ABOUT THIS EXERCISE =>
All of the entries must appear again exactly as written.

Dataset entries =>

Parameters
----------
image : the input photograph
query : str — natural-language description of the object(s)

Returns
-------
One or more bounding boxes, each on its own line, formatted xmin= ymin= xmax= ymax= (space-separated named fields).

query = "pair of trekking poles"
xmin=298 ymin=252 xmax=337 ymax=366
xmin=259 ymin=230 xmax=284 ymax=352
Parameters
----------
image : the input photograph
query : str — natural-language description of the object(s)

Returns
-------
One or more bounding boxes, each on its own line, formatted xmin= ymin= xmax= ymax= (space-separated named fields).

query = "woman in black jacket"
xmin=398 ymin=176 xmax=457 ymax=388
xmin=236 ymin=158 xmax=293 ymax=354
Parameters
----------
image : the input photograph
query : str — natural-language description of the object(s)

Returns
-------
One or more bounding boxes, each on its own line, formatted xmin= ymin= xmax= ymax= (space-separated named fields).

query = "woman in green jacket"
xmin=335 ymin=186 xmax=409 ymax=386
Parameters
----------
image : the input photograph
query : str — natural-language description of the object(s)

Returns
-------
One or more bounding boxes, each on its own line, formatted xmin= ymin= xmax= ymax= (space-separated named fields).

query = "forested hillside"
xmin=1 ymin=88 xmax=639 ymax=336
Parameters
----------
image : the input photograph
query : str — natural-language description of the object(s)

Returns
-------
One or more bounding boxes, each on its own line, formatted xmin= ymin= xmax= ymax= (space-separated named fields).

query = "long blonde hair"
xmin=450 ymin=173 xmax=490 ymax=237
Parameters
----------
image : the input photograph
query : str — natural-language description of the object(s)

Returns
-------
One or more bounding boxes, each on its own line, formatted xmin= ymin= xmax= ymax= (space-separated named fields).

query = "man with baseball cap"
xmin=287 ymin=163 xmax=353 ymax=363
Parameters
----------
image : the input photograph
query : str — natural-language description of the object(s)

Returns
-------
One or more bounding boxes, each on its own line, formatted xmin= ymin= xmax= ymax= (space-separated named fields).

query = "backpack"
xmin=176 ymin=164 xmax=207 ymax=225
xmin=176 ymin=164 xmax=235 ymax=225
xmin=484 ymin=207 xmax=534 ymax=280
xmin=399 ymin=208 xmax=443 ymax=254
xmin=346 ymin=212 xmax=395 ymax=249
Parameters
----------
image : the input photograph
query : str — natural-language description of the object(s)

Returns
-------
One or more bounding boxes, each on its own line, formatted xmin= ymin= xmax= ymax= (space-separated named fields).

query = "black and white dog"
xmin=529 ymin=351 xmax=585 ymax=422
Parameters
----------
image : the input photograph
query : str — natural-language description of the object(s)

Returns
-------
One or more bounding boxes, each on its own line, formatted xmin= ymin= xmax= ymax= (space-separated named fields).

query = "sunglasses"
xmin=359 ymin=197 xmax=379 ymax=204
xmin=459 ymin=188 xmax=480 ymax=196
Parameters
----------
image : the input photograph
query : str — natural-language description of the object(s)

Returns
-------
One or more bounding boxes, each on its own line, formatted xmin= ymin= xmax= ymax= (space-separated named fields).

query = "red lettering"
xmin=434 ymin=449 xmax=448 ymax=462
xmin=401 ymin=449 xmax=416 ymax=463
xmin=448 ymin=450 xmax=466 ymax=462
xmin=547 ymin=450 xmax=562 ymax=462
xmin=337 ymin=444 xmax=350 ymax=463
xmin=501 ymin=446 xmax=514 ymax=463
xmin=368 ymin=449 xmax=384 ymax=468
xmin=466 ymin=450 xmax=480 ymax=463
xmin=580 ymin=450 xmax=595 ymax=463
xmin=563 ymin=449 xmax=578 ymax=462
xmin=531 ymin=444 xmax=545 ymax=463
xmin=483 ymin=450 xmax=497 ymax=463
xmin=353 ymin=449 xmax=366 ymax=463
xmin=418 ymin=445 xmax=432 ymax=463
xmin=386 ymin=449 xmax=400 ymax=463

ANSWER BELOW =>
Parameters
----------
image : the input photograph
query : str — natural-language description of the object(s)

Returns
-------
One or more bounding boxes, each on its own line, formatted xmin= ymin= xmax= ymax= (space-separated named fields).

query = "pair of trekking poles"
xmin=298 ymin=252 xmax=337 ymax=366
xmin=259 ymin=230 xmax=284 ymax=352
Parameters
----------
image : the input photograph
query : str — natural-language description of the object(s)

Returns
-------
One or more bounding boxes, each on its own line, formatted xmin= ymin= xmax= ymax= (space-separated named fields).

query = "woman in black jacket"
xmin=398 ymin=176 xmax=457 ymax=388
xmin=236 ymin=158 xmax=293 ymax=354
Parameters
----------
image : the input photograph
query : str — natural-language description of the object(s)

Returns
-------
One or more bounding boxes, each on its own line, formatted xmin= ymin= xmax= ymax= (space-separated named fields).

query = "woman in green jacket"
xmin=335 ymin=186 xmax=409 ymax=386
Parameters
----------
image : the input photograph
query : str — natural-language description of the object(s)

Returns
-------
One or more bounding boxes, each on its own line, formatted xmin= ymin= xmax= ymax= (space-separated named fields).

query = "forested hillside"
xmin=1 ymin=88 xmax=639 ymax=336
Parameters
----------
image : the input photograph
query : str — natural-language description of the object(s)

Returns
-------
One or more bounding boxes, each on its own line, formatted xmin= ymin= xmax= ymax= (space-separated named fields).

query = "long blonde hair"
xmin=450 ymin=173 xmax=490 ymax=237
Parameters
----------
image : the input photograph
query : str — natural-language description of the object(s)

Returns
-------
One or more bounding boxes, each on its own line, formatted xmin= ymin= xmax= ymax= (space-separated named fields).

query = "man with baseball cap"
xmin=287 ymin=163 xmax=353 ymax=363
Parameters
----------
image : the input photograph
query : str — natural-language description of the object(s)

Returns
-------
One or more bounding boxes, each on its own line, formatted xmin= ymin= xmax= ymax= (space-separated named fields).

query = "backpack"
xmin=176 ymin=164 xmax=207 ymax=225
xmin=176 ymin=164 xmax=235 ymax=225
xmin=484 ymin=207 xmax=534 ymax=280
xmin=399 ymin=208 xmax=443 ymax=254
xmin=346 ymin=212 xmax=395 ymax=249
Parameters
----------
image : the input photograph
query : str — natural-language description of the object(s)

Returns
-------
One or more bounding boxes, each on its own line, formatted xmin= ymin= xmax= ymax= (space-separated named fields).

query = "black and white dog"
xmin=529 ymin=351 xmax=585 ymax=422
Parameters
----------
image : the input photograph
query : str — natural-language description of the object(s)

Returns
-------
One or more bounding boxes, each on its own line, formatted xmin= ymin= xmax= ymax= (space-separated named fields).

query = "sunglasses"
xmin=359 ymin=197 xmax=379 ymax=204
xmin=459 ymin=188 xmax=480 ymax=196
Parameters
----------
image : the input photograph
query : str — natural-language description of the object(s)

Returns
-------
One or more bounding boxes, each on its own line, formatted xmin= ymin= xmax= ymax= (space-separated named fields).

query = "red lettering"
xmin=434 ymin=449 xmax=448 ymax=462
xmin=401 ymin=449 xmax=416 ymax=463
xmin=448 ymin=450 xmax=466 ymax=462
xmin=547 ymin=450 xmax=562 ymax=462
xmin=337 ymin=444 xmax=350 ymax=463
xmin=501 ymin=446 xmax=514 ymax=463
xmin=368 ymin=449 xmax=384 ymax=468
xmin=466 ymin=450 xmax=480 ymax=463
xmin=580 ymin=450 xmax=595 ymax=463
xmin=563 ymin=449 xmax=578 ymax=462
xmin=531 ymin=444 xmax=545 ymax=463
xmin=483 ymin=450 xmax=497 ymax=463
xmin=353 ymin=449 xmax=366 ymax=463
xmin=418 ymin=445 xmax=432 ymax=463
xmin=386 ymin=449 xmax=400 ymax=463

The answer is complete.